Without the pictures, repeat all of the data exactly as it appears below.

(LISTED RECORDS Opens)

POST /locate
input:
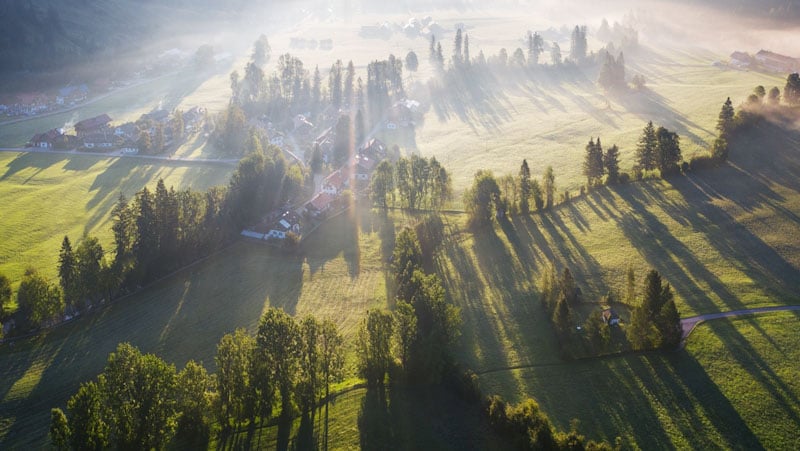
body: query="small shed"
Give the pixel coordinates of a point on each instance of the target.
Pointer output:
(610, 317)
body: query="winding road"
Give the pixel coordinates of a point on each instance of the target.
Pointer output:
(688, 324)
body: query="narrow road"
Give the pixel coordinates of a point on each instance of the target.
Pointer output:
(688, 324)
(88, 102)
(119, 154)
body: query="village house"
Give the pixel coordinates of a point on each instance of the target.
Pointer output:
(92, 125)
(288, 222)
(335, 183)
(320, 204)
(46, 140)
(610, 317)
(128, 130)
(776, 62)
(98, 140)
(364, 167)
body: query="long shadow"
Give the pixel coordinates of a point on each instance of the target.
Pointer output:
(39, 161)
(156, 321)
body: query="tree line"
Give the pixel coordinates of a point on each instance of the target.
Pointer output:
(654, 321)
(140, 401)
(155, 233)
(417, 182)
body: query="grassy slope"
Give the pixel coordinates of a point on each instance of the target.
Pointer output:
(49, 196)
(184, 317)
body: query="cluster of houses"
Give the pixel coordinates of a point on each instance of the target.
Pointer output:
(765, 60)
(97, 133)
(34, 103)
(354, 175)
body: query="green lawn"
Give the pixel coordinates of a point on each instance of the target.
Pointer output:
(48, 196)
(338, 275)
(548, 120)
(735, 386)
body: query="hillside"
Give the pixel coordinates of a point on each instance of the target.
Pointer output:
(723, 238)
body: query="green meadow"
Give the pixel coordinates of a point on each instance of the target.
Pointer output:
(47, 196)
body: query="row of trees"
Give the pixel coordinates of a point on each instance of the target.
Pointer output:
(141, 402)
(418, 336)
(418, 182)
(489, 196)
(155, 233)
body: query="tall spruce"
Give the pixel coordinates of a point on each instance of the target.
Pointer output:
(646, 148)
(611, 164)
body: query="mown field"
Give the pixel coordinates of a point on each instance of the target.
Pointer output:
(47, 196)
(724, 239)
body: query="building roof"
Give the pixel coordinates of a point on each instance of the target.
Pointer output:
(337, 179)
(48, 136)
(321, 201)
(93, 123)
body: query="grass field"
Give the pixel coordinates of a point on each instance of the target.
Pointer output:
(339, 275)
(47, 196)
(724, 239)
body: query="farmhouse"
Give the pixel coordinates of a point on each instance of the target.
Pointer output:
(46, 140)
(740, 60)
(320, 203)
(92, 125)
(288, 222)
(610, 317)
(98, 140)
(777, 62)
(364, 167)
(335, 183)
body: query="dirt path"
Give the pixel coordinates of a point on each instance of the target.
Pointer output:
(688, 324)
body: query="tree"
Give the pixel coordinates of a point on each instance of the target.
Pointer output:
(278, 343)
(536, 194)
(309, 384)
(90, 261)
(549, 187)
(59, 429)
(382, 184)
(555, 54)
(373, 343)
(524, 187)
(68, 271)
(562, 318)
(233, 360)
(5, 294)
(630, 285)
(647, 147)
(406, 258)
(88, 427)
(593, 162)
(791, 92)
(568, 288)
(760, 92)
(405, 321)
(668, 150)
(578, 46)
(481, 200)
(38, 301)
(412, 62)
(725, 120)
(774, 96)
(193, 401)
(611, 164)
(139, 391)
(331, 351)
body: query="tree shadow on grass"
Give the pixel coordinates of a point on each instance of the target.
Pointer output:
(40, 161)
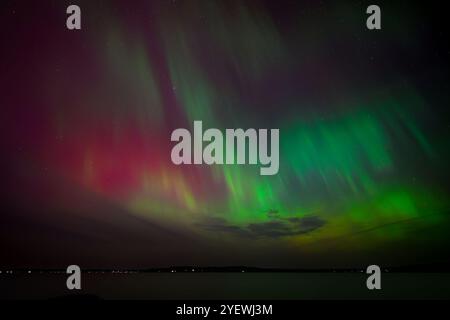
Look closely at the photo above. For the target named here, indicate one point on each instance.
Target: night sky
(86, 119)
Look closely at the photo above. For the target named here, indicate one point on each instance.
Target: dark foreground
(228, 286)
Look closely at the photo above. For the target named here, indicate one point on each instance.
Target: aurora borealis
(87, 117)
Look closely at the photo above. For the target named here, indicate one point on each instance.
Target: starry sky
(86, 119)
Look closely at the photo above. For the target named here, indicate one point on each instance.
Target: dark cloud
(273, 229)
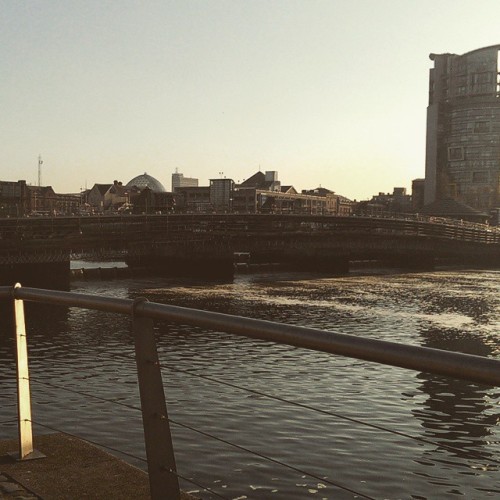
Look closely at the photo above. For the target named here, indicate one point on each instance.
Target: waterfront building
(417, 194)
(463, 129)
(144, 180)
(95, 197)
(13, 199)
(221, 194)
(178, 181)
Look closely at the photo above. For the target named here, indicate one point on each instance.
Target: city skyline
(325, 93)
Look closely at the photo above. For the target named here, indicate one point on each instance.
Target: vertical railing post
(26, 450)
(162, 471)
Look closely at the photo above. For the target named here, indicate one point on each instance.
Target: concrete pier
(72, 469)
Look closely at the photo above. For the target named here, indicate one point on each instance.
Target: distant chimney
(271, 176)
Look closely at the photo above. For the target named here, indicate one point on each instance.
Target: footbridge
(206, 243)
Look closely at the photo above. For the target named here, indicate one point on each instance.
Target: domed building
(145, 180)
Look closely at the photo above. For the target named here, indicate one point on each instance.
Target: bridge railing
(159, 450)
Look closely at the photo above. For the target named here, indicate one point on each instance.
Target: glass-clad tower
(463, 129)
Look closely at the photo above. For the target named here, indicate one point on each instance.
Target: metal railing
(163, 476)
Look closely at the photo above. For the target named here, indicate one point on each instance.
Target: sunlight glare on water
(457, 452)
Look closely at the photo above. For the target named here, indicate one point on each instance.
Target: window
(455, 153)
(481, 127)
(479, 177)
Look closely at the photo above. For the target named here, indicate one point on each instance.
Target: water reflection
(92, 352)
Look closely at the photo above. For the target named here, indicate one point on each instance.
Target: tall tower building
(463, 129)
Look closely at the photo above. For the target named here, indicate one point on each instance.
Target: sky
(329, 93)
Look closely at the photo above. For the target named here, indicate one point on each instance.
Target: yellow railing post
(26, 450)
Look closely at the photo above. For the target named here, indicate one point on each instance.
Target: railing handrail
(453, 364)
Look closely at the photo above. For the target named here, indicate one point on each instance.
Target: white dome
(145, 180)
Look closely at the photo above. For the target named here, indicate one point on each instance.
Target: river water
(301, 408)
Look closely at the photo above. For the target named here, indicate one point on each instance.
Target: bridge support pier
(55, 275)
(414, 261)
(189, 266)
(319, 263)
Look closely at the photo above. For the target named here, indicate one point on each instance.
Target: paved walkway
(73, 469)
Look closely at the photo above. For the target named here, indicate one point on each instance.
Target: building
(144, 180)
(397, 202)
(178, 181)
(463, 129)
(417, 194)
(221, 194)
(13, 199)
(95, 197)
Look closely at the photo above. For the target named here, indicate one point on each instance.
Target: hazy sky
(329, 93)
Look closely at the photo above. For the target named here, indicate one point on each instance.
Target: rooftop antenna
(40, 162)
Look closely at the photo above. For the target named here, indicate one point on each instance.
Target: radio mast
(40, 161)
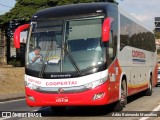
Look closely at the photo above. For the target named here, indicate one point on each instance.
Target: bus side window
(112, 47)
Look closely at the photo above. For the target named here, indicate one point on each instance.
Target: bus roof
(73, 10)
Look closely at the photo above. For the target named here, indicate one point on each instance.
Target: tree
(26, 8)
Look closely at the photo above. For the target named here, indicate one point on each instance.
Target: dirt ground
(11, 80)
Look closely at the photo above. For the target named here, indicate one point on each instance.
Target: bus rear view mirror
(17, 34)
(106, 27)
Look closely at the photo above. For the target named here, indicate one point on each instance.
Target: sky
(144, 10)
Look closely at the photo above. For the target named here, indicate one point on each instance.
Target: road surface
(137, 104)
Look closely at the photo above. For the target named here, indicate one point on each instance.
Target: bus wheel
(148, 92)
(58, 109)
(123, 100)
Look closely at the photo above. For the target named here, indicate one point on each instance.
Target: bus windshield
(72, 45)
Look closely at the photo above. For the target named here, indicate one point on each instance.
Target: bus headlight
(32, 86)
(96, 83)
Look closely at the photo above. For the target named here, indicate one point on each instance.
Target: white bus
(91, 54)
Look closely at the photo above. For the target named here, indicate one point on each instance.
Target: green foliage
(26, 8)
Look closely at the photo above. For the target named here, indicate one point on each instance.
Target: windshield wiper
(44, 65)
(73, 61)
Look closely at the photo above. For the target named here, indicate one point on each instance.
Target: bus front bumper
(96, 96)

(LISTED RECORDS Closes)

▸ **WRITTEN RESPONSE**:
POST /locate
input:
body: query="small shed"
Give the pixel coordinates of a point on each instance of the target.
Pointer output:
(610, 317)
body: query="winding road"
Give the pixel coordinates of a point on each instance of the target.
Pointer output:
(688, 324)
body: query="narrow road"
Give the pixel coordinates of a point on each instance of the target.
Pointer output:
(688, 324)
(88, 102)
(119, 154)
body: query="village house"
Give the pixel coordinates of a point on each instance of the target.
Pointer output:
(92, 125)
(288, 222)
(335, 183)
(320, 204)
(46, 140)
(610, 317)
(128, 130)
(776, 62)
(98, 140)
(364, 167)
body: query="long shadow"
Give the pixel coordinates of a point on each instance of the target.
Pointer output:
(39, 161)
(156, 321)
body: query="tree line"
Give the pixel coordinates of a point on each instance of the target.
Pointer output:
(654, 321)
(140, 401)
(155, 233)
(417, 182)
body: query="grassy slope"
Give the pixel coordinates of a point on each instance of the target.
Pointer output:
(49, 196)
(184, 317)
body: query="cluster of houses"
Give the pixel coordinates of a point on each instance of the target.
Pointer output:
(765, 60)
(97, 133)
(34, 103)
(354, 175)
body: query="green lawn"
Give the pixel coordinates of a point on each instance of the target.
Pointer output:
(48, 196)
(338, 275)
(548, 120)
(735, 386)
body: query="hillside"
Give the pixel coordinates of a point on each instance of the target.
Pointer output:
(723, 238)
body: query="green meadow"
Give the pixel coordinates of a point on each instance of the target.
Pointer output:
(47, 196)
body: query="row of trees"
Give the pixel coordinates of a point on each instance of the target.
Pointer output:
(141, 402)
(418, 336)
(418, 182)
(489, 196)
(155, 233)
body: query="tall spruce"
Give the pixel coordinates of a point on each instance of the target.
Pointer output:
(646, 148)
(611, 164)
body: query="mown field"
Give the pixel coordinates of a point on each instance of the target.
Pointer output:
(47, 196)
(724, 239)
body: query="building roof"
Give the pixel coordinates of a point on each instance of the target.
Pointer output:
(337, 179)
(48, 136)
(321, 201)
(93, 123)
body: query="grass field"
Give the pixel coordinates of a point on each instance of the target.
Pointer output:
(339, 275)
(47, 196)
(724, 239)
body: query="farmhouse"
Give the pixel coordinates of a point on each instance of the target.
Pointer output:
(46, 140)
(740, 60)
(320, 203)
(92, 125)
(288, 222)
(610, 317)
(98, 140)
(777, 62)
(364, 167)
(335, 183)
body: query="dirt path"
Give the pixel coordinates of a point on each instance of the target.
Pointer output:
(688, 324)
body: query="tree"
Give the pixel coordinates of a point on each instance of the target.
Pointer output:
(278, 343)
(536, 194)
(309, 384)
(90, 261)
(549, 187)
(59, 429)
(382, 184)
(555, 54)
(373, 343)
(524, 187)
(68, 271)
(562, 318)
(233, 360)
(5, 294)
(630, 285)
(647, 147)
(406, 258)
(88, 427)
(593, 162)
(791, 92)
(568, 288)
(760, 92)
(405, 321)
(668, 150)
(578, 46)
(481, 200)
(38, 301)
(412, 62)
(725, 120)
(774, 96)
(193, 401)
(611, 164)
(139, 391)
(331, 351)
body: query="tree shadow on grass"
Give the pixel coordinates of a point on each instance of the target.
Pointer output:
(40, 161)
Look closely at the photo above. For the target named here, indicate one point on each instance.
Target: night sky
(86, 119)
Look closely at the photo above. For the target named here, indicate one point on each instance.
Target: dark foreground
(228, 286)
Look closely at the photo above. For the target named here, indicate one point on each instance.
Target: aurora borealis
(87, 117)
Look closely at the photo above. For the target named here, indicate one point on each instance.
Target: starry sky
(86, 119)
Look closely at the photo above. For the target named here, indicate one point on each instance.
Target: dark cloud
(273, 229)
Look closely at the photo above. For the target named here, indicate one point on each instance.
Target: waterfront building
(417, 194)
(463, 129)
(144, 180)
(95, 197)
(13, 199)
(221, 194)
(178, 181)
Look closely at the photo above. For the target named here, indicate one point on each instance.
Target: city skyline
(325, 93)
Look closely at the photo above. For the target named here, indicate one point on each instance.
Target: vertical railing post
(26, 450)
(162, 471)
Look closely at the photo above. For the target named here, indicate one point on each instance.
Target: concrete pier
(72, 469)
Look closely at the photo above. For the target named here, indicate one point on each instance.
Target: distant chimney
(271, 176)
Look closely at the photo above. For the target named here, indicate one point on each instance.
Target: footbridge
(206, 243)
Look closely at the photo above. For the target named here, indicate one point on each instance.
Target: domed building
(145, 180)
Look closely at the photo above. For the target named here, indicate one point on each instance.
Target: bridge railing
(159, 450)
Look closely at the photo above. For the target named here, indicate one point on each instance.
Target: glass-clad tower
(463, 129)
Look closely at the photo above. For the target named here, indicate one point on each instance.
Target: metal railing
(163, 476)
Look closely at the photo above. For the target named here, indicate one point on each instance.
Target: sunlight glare on water
(457, 452)
Look closely at the photo above. For the target named here, indicate one point on each instance.
Target: window
(455, 153)
(481, 127)
(479, 177)
Look closely at the photo above. For the target named here, indicate one point on each instance.
Target: water reflection
(92, 352)
Look closely at the photo above. For the target named here, indicate one point on each instance.
Target: tall tower building
(463, 129)
Look closely at the photo above. For the target named here, indicate one point on each instance.
Target: sky
(329, 93)
Look closely at the photo above. For the target named here, indicate one point on each instance.
Target: yellow railing post
(26, 450)
Look closely at the photo above. For the target named here, indicate one point on each instance.
Target: railing handrail
(453, 364)
Look closely at the photo above. For the target named here, indicate one point on each instance.
Target: white dome
(145, 180)
Look closely at the photo above. For the target named here, indicate one point on each instance.
Target: river water
(301, 408)
Look closely at the photo above. For the target named here, indicate one point on each instance.
Target: bridge support pier
(55, 275)
(414, 261)
(189, 266)
(319, 263)
Look closely at the photo above. For the target named here, indicate one point on each instance.
Target: paved walkway
(73, 469)
Look closely at the photo above. For the target named here, indicate one point on each instance.
Target: building
(144, 180)
(397, 202)
(178, 181)
(463, 129)
(417, 194)
(221, 194)
(13, 199)
(95, 197)
Look closely at the photo above. For the target named here, indicate one point on each instance.
Target: hazy sky
(329, 93)
Look closely at the photo above. For the target named here, indicate one point on each instance.
Target: rooftop antenna
(40, 162)
Look closely at the photo above. For the target named here, indicate one point on each instance.
Target: radio mast
(40, 161)
Look closely at the photo above. For the target named here, indicate one point on each instance.
Target: bus side window
(112, 47)
Look closely at the photo above. For the target named here, indicate one point on each instance.
Target: bus roof
(73, 10)
Look closely at the photo above. For the target named here, indicate one point on each instance.
Target: tree
(26, 8)
Look closely at the photo above. For the target named here, indicate one point on each instance.
Target: dirt ground
(11, 80)
Look closely at the photo above. For the target named here, indicate one point on each instance.
Target: bus rear view mirror
(17, 34)
(106, 27)
Look closely at the photo above. For the target named here, indicate one point on each instance.
Target: sky
(144, 10)
Look closely at the photo above. For the target named here, indicate one point on each instance.
Target: road surface
(137, 104)
Look closely at the photo above. For the target named here, indicate one point on each instance.
Target: bus wheel
(148, 92)
(58, 109)
(123, 100)
Look closely at the photo above. For the target named here, indicate one point on each instance.
Target: bus windshield
(72, 45)
Look closely at the photo above. For the target named here, indicate one point on each instance.
Target: bus headlight
(32, 86)
(96, 83)
Look closely at the photo above. For the target named here, indicate one point on each instance.
Target: white bus
(91, 54)
Look closely at the photo above. For the target named here, indicate one point on each instance.
Target: green foliage
(26, 8)
Look closely at the photo above. For the target named here, indicate one point on each instance.
Target: windshield wiper
(44, 65)
(73, 61)
Look closely at the photo above. For the target named here, indicate one point on each instance.
Target: bus front bumper
(96, 96)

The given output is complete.